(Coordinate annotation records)
┌──
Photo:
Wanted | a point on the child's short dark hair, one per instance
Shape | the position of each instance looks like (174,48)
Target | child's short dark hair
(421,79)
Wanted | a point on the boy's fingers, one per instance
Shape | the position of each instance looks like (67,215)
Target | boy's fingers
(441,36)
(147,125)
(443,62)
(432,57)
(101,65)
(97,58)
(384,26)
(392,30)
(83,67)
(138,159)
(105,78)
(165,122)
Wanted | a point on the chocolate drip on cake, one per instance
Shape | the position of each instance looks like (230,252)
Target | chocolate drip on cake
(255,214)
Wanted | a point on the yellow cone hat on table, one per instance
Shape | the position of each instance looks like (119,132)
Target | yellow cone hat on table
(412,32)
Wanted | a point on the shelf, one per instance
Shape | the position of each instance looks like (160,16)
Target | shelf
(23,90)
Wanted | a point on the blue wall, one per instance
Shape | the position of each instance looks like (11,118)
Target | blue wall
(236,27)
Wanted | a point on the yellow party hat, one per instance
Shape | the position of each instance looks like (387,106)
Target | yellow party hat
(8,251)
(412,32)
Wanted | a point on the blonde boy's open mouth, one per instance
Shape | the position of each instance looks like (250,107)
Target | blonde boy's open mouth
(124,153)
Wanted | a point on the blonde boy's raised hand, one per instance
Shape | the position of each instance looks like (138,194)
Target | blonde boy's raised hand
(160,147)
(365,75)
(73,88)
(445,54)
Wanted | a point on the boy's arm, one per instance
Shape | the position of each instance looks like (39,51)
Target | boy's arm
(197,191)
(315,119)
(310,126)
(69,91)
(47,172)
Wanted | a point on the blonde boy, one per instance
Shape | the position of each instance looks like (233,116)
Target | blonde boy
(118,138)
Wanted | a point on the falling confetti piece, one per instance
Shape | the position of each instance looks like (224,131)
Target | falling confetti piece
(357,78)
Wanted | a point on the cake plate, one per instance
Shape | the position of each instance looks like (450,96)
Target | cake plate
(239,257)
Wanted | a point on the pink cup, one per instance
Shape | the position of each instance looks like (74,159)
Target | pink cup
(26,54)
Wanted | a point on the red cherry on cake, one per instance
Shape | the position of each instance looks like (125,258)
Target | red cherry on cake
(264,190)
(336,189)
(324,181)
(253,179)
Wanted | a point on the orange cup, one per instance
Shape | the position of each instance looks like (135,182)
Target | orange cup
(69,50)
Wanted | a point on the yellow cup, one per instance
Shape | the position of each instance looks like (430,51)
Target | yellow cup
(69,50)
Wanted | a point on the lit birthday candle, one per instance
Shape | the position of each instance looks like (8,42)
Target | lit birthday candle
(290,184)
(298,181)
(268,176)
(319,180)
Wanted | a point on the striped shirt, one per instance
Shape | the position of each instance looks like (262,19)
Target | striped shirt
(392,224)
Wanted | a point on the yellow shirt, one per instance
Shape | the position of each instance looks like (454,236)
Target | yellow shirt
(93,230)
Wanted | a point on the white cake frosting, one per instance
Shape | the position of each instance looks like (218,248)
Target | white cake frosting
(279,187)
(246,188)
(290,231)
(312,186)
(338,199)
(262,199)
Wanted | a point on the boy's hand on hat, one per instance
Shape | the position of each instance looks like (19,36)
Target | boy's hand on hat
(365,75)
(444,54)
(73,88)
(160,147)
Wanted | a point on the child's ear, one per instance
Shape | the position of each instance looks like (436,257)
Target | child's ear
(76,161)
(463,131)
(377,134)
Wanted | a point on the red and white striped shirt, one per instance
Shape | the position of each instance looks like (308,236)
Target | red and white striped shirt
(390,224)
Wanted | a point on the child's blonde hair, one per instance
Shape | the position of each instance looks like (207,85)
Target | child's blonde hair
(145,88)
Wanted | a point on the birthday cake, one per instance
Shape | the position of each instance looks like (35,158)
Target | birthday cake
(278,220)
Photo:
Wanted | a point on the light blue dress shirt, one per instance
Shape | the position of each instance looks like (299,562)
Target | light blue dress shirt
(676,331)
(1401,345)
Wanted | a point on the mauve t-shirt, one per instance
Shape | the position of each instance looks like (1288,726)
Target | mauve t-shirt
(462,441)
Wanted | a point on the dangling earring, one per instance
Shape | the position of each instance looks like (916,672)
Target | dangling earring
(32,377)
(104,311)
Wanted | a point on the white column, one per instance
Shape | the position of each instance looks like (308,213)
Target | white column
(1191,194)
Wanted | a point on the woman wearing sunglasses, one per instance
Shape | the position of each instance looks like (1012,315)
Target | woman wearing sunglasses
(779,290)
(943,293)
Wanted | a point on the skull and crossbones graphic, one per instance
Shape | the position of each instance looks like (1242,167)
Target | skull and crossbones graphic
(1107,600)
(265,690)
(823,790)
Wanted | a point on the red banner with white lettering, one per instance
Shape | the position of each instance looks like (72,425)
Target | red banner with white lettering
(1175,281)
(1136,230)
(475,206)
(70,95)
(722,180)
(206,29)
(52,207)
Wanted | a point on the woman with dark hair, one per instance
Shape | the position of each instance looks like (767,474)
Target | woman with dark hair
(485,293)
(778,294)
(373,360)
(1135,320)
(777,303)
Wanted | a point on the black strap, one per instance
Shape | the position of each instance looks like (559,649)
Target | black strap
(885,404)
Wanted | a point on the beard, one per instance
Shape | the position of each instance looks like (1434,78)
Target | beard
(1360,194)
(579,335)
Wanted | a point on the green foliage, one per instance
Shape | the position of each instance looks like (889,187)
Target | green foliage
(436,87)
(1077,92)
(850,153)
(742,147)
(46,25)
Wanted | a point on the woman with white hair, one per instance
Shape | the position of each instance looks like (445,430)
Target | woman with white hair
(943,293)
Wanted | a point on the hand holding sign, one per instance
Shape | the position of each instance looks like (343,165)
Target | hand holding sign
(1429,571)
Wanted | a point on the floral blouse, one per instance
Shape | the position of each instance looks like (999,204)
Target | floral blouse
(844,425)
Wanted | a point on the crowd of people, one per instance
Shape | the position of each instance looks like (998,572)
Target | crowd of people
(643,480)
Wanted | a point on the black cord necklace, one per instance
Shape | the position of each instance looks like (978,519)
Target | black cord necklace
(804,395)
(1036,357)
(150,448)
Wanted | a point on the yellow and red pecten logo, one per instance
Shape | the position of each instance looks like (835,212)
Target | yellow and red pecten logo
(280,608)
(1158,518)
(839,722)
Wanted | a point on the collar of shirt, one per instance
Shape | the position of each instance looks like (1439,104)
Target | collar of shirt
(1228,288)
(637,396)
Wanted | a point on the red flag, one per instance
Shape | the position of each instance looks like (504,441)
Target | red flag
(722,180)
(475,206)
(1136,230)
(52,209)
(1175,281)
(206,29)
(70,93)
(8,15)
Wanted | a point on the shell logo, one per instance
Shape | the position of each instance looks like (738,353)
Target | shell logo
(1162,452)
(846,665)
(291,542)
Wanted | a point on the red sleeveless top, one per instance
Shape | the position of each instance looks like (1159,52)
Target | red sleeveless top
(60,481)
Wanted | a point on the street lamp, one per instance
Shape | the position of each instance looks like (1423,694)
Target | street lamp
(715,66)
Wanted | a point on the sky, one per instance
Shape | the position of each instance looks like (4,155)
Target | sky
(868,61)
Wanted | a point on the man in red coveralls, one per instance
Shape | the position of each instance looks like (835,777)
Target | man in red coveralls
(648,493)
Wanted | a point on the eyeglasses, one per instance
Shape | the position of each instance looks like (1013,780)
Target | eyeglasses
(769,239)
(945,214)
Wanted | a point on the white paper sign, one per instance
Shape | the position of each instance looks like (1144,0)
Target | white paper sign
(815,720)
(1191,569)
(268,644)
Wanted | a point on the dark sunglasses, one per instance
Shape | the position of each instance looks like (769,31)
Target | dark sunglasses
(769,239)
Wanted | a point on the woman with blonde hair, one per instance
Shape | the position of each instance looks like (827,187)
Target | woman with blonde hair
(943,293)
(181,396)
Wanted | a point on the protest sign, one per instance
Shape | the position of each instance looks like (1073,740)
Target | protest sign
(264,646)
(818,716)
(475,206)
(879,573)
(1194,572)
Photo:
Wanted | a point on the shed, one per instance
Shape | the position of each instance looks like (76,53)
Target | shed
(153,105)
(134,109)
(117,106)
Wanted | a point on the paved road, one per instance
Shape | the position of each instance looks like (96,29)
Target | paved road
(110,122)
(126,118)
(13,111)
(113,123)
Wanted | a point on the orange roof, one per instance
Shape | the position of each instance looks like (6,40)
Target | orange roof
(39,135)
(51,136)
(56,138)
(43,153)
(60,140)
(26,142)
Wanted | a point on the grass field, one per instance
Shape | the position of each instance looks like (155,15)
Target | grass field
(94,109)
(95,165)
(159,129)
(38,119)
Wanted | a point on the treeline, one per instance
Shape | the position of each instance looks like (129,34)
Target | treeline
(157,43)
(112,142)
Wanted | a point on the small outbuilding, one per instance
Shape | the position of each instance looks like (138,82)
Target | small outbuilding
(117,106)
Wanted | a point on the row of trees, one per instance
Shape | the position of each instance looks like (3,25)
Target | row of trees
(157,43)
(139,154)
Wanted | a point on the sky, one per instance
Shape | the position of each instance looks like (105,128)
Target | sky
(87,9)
└──
WORK INSTRUCTIONS: Render the material as a numbered list from the line holding "Wanted | a point on the row" through the final line, both included. Skip any blank lines.

TASK SOLUTION:
1. Wanted | a point on the row of trees, one per instance
2. Shape | the position of each instance looks like (3,25)
3. Target | row of trees
4. (157,43)
5. (139,154)
6. Wanted | a point on the sky, one per instance
7. Shape | the position of each instance looks like (105,128)
8. Target | sky
9. (87,9)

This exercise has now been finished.